── Aangeleverd tekstfragment ──
Jean Paul Sartre, la nausée
Een boek dat ik nooit opgepakt had als het niet in het kader van mijn leesclub stond geagendeerd. Maar ik ben blij dat ik het gedaan heb, hoewel het niet briljant geschreven is. Het verhaal stelt weinig voor en is een hinderlijke onderbreking van waar het werkelijk om draait: de mijmeringen van de historicus die door de uitzichtloosheid van zijn leven en zijn onderzoek aan de zin van het (eigen) bestaan gaat twijfelen. Confronterend, nè? Behalve dan dat zijn twijfels en gedachten en wanhoop al tijden de mijne zijn, maar dan stukken beter verwoord. Sartre legt het in dit (eerste) boek er erg dik bovenop, het schijnt dat zijn latere romans wat dat betreft subtieler zijn (wellicht omdat hij de filosofische epistels toen gescheiden kon houden van zijn verhalen), niettemin een fijne inleiding in zijn existentialistische Weltanschauung.
───
── Geselecteerde gegevens ──
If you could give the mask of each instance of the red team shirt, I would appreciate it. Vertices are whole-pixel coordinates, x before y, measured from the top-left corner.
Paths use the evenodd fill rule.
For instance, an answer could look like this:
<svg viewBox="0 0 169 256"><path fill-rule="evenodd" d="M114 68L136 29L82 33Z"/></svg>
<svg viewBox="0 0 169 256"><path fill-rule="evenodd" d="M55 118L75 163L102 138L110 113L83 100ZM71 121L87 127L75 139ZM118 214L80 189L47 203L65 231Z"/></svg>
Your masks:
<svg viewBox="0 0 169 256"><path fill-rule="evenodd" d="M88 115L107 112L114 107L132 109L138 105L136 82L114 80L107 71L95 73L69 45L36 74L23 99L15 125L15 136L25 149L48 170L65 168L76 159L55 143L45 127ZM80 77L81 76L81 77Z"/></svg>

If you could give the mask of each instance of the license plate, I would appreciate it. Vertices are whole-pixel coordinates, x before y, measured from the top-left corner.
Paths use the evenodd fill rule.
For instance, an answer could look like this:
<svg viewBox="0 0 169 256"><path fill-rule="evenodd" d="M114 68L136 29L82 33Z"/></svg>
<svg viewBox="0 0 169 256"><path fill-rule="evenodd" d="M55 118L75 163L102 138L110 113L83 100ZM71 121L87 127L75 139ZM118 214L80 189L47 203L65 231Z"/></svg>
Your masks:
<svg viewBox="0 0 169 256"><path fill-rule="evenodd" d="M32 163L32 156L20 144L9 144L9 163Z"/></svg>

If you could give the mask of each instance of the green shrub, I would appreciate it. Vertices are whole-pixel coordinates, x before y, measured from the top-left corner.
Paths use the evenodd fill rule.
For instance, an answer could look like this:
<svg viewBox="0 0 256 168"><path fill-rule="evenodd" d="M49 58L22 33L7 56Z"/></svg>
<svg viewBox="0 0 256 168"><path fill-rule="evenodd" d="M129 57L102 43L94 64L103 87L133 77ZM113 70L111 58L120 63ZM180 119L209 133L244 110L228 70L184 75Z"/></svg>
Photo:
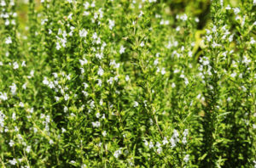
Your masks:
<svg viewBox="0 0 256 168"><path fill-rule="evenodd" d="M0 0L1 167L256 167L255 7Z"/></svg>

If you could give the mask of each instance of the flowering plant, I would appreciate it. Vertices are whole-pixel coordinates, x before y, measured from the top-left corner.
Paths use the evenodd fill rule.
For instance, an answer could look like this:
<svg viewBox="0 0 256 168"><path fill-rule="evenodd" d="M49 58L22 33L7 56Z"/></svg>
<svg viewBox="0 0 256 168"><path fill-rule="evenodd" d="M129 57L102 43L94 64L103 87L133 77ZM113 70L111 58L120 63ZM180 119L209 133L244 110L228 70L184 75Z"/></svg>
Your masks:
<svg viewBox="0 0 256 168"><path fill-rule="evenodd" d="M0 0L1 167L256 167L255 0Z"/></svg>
───
▶ _Opdrachten_
**1.** Geef bij elke bewering aan of ze klopt met het tekstfragment over La nausée: antwoord met ja of nee en citeer letterlijk de woorden uit het tekstfragment die de doorslag geven.
(a) De schrijver heeft het boek op eigen initiatief gelezen.
(b) Volgens de schrijver is het verhaal het belangrijkste deel van het boek.
(c) De schrijver noemt het boek een fijne inleiding in het wereldbeeld van Sartre.
**2.** Neem uit het tekstfragment over La nausée het deel over dat begint bij de woorden "Jean Paul Sartre, la" en eindigt bij "zijn existentialistische Weltanschauung.". Vervang daarin "historicus" door "onderzoeker".
De items zijn afkomstig uit een andere bron dan het tekstfragment.

▶ _Antwoorden_
**1.**
(a) Nee: "Een boek dat ik nooit opgepakt had als het niet in het kader van mijn leesclub stond geagendeerd."
(b) Nee: "Het verhaal stelt weinig voor en is een hinderlijke onderbreking van waar het werkelijk om draait"
(c) Ja: "niettemin een fijne inleiding in zijn existentialistische Weltanschauung"

**2.**
Jean Paul Sartre, la nausée
Een boek dat ik nooit opgepakt had als het niet in het kader van mijn leesclub stond geagendeerd. Maar ik ben blij dat ik het gedaan heb, hoewel het niet briljant geschreven is. Het verhaal stelt weinig voor en is een hinderlijke onderbreking van waar het werkelijk om draait: de mijmeringen van de onderzoeker die door de uitzichtloosheid van zijn leven en zijn onderzoek aan de zin van het (eigen) bestaan gaat twijfelen. Confronterend, nè? Behalve dan dat zijn twijfels en gedachten en wanhoop al tijden de mijne zijn, maar dan stukken beter verwoord. Sartre legt het in dit (eerste) boek er erg dik bovenop, het schijnt dat zijn latere romans wat dat betreft subtieler zijn (wellicht omdat hij de filosofische epistels toen gescheiden kon houden van zijn verhalen), niettemin een fijne inleiding in zijn existentialistische Weltanschauung.